### What is expected
Copy the data exactly as it appears, and do not include any pictures.

==== Items

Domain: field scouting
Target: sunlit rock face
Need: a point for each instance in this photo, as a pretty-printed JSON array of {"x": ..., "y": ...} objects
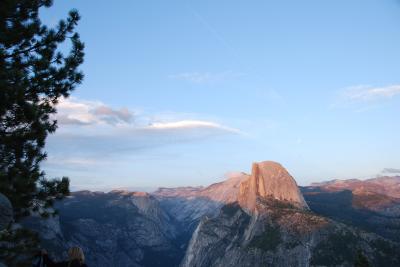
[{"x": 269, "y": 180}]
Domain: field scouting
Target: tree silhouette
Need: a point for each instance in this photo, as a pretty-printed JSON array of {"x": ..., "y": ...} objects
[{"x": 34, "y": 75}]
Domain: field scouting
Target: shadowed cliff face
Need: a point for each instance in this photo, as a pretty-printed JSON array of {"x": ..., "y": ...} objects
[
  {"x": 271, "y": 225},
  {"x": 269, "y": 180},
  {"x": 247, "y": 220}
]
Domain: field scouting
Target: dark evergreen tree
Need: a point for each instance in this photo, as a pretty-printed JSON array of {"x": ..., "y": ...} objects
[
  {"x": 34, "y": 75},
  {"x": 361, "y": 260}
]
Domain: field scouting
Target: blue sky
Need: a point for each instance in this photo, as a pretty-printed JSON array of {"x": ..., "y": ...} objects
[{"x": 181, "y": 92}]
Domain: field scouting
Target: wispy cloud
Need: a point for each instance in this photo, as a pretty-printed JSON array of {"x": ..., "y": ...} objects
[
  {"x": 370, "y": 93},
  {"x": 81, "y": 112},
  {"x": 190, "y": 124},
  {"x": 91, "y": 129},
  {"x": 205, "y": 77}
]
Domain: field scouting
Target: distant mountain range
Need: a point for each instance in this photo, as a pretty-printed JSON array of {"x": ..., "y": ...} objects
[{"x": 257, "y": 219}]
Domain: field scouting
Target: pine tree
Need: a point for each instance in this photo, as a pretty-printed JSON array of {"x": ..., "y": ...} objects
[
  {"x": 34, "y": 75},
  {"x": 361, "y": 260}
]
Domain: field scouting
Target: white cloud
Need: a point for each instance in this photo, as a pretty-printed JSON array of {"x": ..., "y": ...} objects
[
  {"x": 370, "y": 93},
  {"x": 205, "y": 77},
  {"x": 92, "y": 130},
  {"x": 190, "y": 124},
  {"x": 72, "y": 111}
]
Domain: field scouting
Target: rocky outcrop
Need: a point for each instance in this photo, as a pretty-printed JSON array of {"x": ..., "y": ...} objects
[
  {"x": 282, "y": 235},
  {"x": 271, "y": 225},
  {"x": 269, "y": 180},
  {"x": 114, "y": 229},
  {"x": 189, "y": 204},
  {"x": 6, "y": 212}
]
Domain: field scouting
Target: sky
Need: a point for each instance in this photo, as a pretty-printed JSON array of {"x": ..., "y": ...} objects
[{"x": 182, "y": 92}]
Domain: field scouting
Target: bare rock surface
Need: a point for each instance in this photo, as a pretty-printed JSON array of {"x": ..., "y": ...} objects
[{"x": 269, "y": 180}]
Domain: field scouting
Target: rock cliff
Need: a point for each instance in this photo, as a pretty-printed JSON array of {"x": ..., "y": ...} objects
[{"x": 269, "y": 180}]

========

### Final answer
Domain: field scouting
Target: sunlit rock face
Need: a point for each instance in this photo, as a pretty-printed JSON array of {"x": ..., "y": ...} objects
[{"x": 269, "y": 180}]
Domain: field scouting
Target: tree silhouette
Need: a point for each instance in this photo, as a pretty-printed JSON array of {"x": ..., "y": ...} objects
[{"x": 34, "y": 75}]
Domain: field scouting
Target: shadowed cliff face
Need: a point for each instance in this photo, as a pretty-printed JSON array of {"x": ..., "y": ...} objects
[
  {"x": 271, "y": 225},
  {"x": 269, "y": 180},
  {"x": 247, "y": 220}
]
Domain: field scouting
Target: dark evergreen tree
Need: a point for each instance in this photo, as a pretty-printed JSON array of {"x": ..., "y": ...} objects
[
  {"x": 34, "y": 75},
  {"x": 361, "y": 260}
]
Domain: field scouting
Target: blue sky
Need: a point for each instance in this photo, as a pretty-printed JSON array of {"x": ..., "y": ...} objects
[{"x": 181, "y": 92}]
Domain: field scouting
Target: wispy cloud
Need: a point for each instance in this photo, as a pretty-printed JSON array of {"x": ..., "y": ...} objects
[
  {"x": 370, "y": 93},
  {"x": 81, "y": 112},
  {"x": 190, "y": 124},
  {"x": 91, "y": 129},
  {"x": 205, "y": 77}
]
Domain: field scouting
Target: distant mountain range
Need: a point for each instance in this photo, as a pretty-printed JSON array of {"x": ..., "y": ...} objects
[{"x": 257, "y": 219}]
Domain: field scouting
Target: pine tree
Need: a point for each instance in this photo, as a pretty-printed JSON array of {"x": ..., "y": ...} objects
[
  {"x": 34, "y": 75},
  {"x": 361, "y": 260}
]
Domain: field scouting
Target: white cloud
Need: a point for each instance in this photo, as a pretty-printed JSON array of {"x": ..., "y": ...} objects
[
  {"x": 370, "y": 93},
  {"x": 205, "y": 77},
  {"x": 92, "y": 130},
  {"x": 190, "y": 124},
  {"x": 72, "y": 111}
]
Domain: field scouting
Target: rocky outcrop
Need: a point for each instance in this photo, as a pretty-printed JSON array of {"x": ..., "y": ...} objects
[
  {"x": 282, "y": 235},
  {"x": 271, "y": 225},
  {"x": 269, "y": 180},
  {"x": 114, "y": 229},
  {"x": 189, "y": 204},
  {"x": 6, "y": 212}
]
Domain: field scouting
Target: sky
Need: a point for each instance in this photo, as a pretty-printed JSON array of {"x": ..., "y": ...} objects
[{"x": 182, "y": 92}]
Domain: field scouting
Target: bare rock surface
Need: a point for each instance in this photo, as a pretty-printed JSON array of {"x": ..., "y": ...} objects
[{"x": 269, "y": 180}]
Domain: field scouting
Target: rock cliff
Need: a point for each instance in this photo, as a pretty-printed JSON array of {"x": ..., "y": ...} objects
[{"x": 269, "y": 180}]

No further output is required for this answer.